● **WHAT IS ASKED**:
Quote everything from the line containing "Objective — one dot per instance of the woman in" down to the end of the records. Leave the pictures out of your answer.

# # # # #

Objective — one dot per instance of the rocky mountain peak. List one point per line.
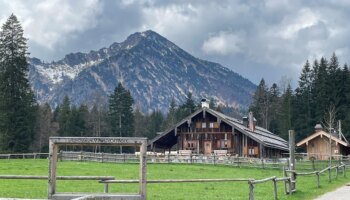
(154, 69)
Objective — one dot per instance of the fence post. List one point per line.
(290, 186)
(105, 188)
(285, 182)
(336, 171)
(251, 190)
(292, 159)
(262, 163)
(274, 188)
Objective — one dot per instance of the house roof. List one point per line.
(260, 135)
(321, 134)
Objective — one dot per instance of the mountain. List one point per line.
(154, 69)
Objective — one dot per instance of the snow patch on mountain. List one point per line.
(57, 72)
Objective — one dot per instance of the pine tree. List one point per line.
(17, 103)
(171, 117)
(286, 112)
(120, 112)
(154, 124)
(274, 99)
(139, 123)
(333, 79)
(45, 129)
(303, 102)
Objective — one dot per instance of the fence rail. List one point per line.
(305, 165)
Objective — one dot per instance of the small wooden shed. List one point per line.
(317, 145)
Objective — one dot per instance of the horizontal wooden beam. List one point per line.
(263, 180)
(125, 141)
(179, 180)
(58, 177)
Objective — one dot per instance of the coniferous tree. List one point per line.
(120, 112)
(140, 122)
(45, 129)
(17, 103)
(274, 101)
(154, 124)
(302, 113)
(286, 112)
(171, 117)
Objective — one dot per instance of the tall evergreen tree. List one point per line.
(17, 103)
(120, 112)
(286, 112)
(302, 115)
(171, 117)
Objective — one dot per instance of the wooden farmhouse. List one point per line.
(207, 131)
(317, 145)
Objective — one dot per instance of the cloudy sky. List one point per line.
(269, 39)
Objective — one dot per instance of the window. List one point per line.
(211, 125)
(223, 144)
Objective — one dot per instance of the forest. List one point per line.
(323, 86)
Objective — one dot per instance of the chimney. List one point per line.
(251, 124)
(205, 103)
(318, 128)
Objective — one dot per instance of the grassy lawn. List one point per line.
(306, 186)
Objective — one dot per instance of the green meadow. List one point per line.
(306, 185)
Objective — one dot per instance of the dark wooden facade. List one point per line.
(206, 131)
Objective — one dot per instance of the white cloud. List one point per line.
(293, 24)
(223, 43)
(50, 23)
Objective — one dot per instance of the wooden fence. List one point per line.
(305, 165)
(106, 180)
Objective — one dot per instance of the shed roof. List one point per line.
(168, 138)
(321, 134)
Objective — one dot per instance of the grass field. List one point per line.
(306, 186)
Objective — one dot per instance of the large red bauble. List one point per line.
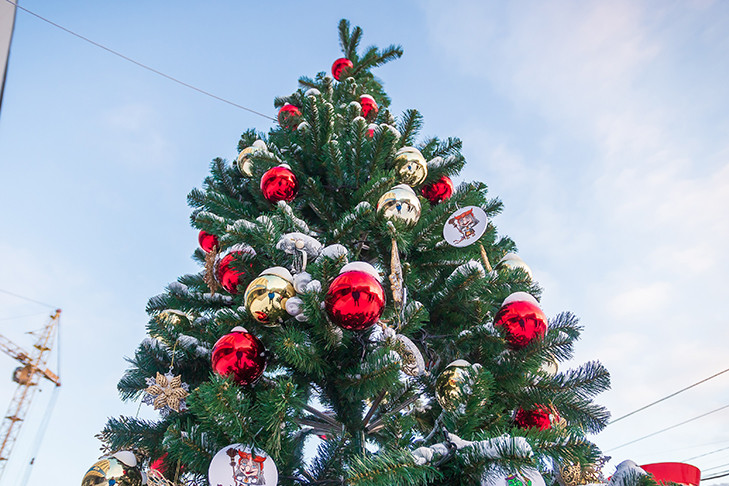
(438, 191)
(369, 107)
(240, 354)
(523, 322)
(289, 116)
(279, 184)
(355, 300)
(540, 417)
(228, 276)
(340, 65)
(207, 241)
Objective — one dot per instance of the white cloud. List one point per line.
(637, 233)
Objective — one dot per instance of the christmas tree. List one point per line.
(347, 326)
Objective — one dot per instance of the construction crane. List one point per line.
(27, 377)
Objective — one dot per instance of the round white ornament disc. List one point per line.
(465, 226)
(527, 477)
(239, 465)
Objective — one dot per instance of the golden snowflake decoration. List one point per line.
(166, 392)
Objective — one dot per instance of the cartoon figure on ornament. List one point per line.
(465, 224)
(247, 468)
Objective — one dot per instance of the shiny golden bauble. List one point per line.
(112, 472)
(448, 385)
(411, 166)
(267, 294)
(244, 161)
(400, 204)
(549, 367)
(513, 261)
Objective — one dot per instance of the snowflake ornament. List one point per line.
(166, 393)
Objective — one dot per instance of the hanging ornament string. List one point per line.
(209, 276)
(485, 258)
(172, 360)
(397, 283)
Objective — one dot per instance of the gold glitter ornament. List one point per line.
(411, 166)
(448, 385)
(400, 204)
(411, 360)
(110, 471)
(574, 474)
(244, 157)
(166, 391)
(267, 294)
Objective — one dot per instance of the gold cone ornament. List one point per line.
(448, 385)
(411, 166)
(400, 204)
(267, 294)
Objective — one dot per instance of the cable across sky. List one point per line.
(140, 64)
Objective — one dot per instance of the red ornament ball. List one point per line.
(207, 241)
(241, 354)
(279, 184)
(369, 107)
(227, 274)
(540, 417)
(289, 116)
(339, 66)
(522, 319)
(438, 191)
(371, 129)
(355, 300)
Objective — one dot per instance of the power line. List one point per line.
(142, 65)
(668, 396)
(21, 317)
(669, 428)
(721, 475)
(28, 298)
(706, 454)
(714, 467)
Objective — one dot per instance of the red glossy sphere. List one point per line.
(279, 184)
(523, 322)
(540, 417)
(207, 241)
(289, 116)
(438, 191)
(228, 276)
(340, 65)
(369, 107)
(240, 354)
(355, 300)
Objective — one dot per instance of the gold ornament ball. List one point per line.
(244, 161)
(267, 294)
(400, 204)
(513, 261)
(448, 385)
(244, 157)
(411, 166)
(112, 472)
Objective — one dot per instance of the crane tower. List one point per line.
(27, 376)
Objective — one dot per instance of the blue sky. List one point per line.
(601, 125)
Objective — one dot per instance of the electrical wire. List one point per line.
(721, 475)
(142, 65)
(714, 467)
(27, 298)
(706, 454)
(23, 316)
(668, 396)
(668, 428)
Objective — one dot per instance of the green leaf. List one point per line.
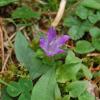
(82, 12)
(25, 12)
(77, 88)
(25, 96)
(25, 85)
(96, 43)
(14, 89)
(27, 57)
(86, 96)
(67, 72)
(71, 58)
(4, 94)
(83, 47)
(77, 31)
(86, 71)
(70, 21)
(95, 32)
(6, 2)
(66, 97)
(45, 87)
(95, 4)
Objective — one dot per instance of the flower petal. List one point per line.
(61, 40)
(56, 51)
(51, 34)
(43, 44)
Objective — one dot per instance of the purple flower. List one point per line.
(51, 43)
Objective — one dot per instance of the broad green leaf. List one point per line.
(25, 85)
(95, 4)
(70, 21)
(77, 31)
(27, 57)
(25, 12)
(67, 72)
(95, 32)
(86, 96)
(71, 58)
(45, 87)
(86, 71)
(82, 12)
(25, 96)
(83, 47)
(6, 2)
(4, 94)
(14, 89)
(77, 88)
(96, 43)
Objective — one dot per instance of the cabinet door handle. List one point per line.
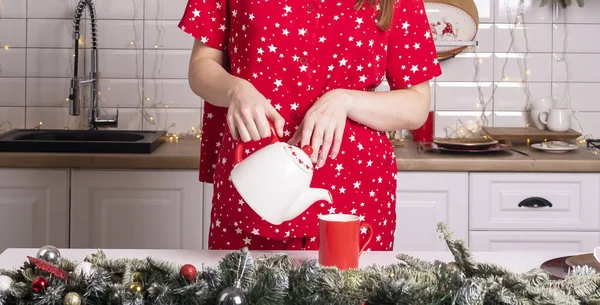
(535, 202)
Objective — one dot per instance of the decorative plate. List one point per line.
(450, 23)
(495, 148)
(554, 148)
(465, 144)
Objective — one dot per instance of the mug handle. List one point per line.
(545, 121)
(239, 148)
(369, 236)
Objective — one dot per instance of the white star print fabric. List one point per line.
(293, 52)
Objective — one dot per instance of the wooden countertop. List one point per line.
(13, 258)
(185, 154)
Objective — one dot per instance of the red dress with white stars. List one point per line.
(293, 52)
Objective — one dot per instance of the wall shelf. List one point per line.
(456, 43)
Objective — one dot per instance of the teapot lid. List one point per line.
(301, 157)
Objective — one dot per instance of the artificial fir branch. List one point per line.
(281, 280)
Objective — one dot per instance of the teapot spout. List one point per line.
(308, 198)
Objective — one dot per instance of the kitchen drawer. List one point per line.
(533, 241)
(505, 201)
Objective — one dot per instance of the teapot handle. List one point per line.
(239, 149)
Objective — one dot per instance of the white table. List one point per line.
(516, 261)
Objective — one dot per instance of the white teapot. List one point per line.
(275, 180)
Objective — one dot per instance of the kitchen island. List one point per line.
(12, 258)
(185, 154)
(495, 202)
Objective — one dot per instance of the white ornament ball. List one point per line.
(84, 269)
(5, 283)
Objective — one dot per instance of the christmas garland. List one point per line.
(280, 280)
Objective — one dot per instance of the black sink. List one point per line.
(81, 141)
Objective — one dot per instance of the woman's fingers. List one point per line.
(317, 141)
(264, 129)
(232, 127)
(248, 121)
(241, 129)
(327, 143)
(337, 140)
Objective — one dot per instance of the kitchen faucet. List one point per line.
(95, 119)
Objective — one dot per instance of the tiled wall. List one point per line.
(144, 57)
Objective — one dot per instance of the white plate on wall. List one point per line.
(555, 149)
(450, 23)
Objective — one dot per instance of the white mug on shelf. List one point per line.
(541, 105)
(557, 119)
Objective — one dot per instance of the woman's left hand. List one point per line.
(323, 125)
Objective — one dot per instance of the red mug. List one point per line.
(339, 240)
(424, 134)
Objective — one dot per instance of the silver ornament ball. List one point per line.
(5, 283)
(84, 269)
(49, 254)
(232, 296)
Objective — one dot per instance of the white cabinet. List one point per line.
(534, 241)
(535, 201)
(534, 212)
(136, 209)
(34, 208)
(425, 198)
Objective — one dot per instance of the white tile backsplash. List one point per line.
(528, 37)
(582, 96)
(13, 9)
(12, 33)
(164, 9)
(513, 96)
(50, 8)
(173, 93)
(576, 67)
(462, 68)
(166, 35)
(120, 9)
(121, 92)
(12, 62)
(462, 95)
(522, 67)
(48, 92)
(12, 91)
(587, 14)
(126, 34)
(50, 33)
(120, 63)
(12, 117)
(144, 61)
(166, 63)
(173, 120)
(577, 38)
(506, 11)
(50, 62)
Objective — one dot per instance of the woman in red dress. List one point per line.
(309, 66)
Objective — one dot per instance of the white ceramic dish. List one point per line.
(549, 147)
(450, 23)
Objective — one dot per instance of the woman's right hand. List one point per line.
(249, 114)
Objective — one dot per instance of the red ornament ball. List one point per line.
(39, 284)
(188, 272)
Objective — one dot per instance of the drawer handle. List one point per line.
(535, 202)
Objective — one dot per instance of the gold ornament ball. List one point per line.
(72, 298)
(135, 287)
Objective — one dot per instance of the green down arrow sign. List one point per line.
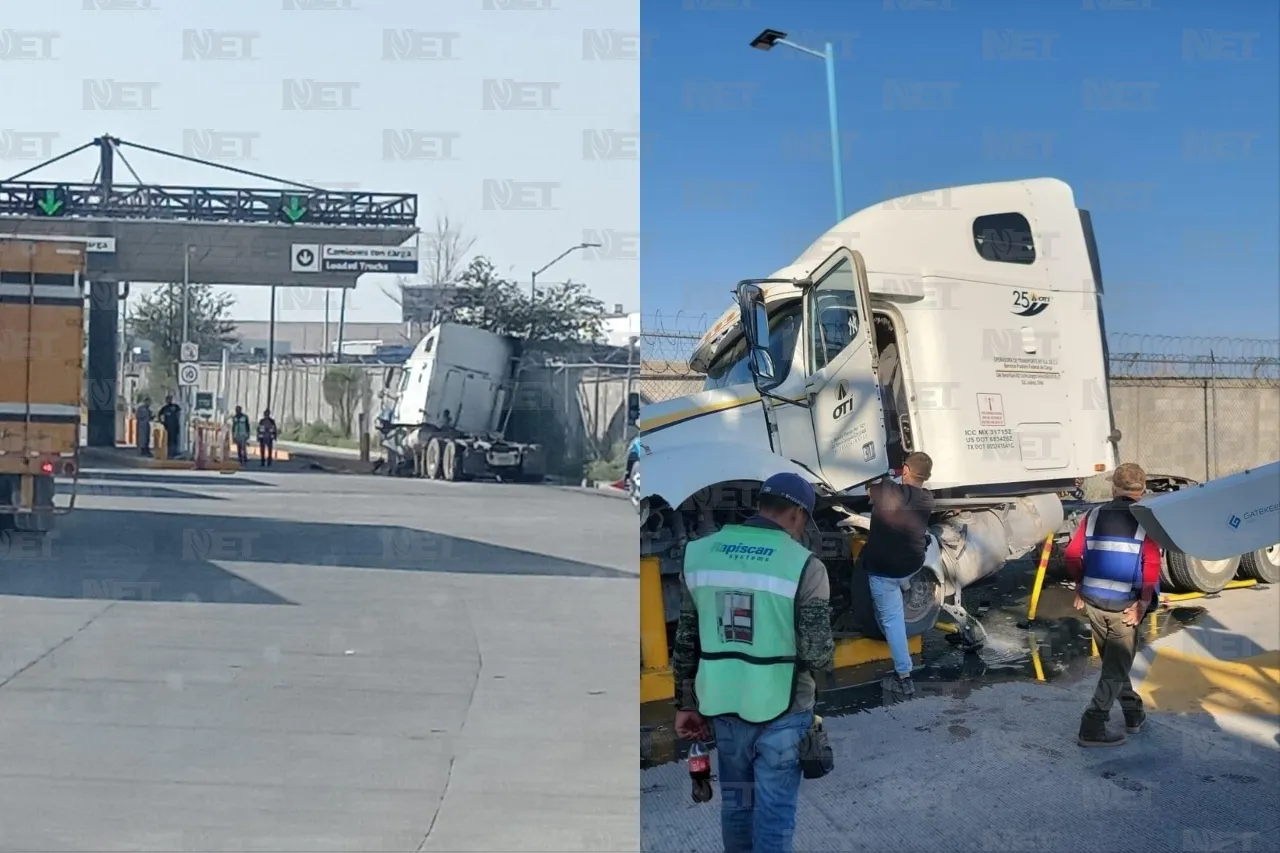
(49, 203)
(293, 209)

# # # # #

● **COMPLETED TASK**:
Objective — one dot per instance of the woman in red dress. List one point per line.
(309, 66)
Objective — one dot per instance of the white ceramic dish. List one point per line.
(549, 147)
(450, 23)
Objective — one dot per instance of the woman's right hand. List one point per line.
(249, 114)
Objective — one dot per instance of the red ornament ball. List one point per line.
(39, 284)
(188, 272)
Objective — one dot per instance of the drawer handle. List one point per line.
(535, 202)
Objective — one dot per instance of the gold ornament ball. List one point per line.
(72, 298)
(135, 287)
Objective — one dot per instance of the green down arrow sign. List one point per line.
(49, 203)
(293, 209)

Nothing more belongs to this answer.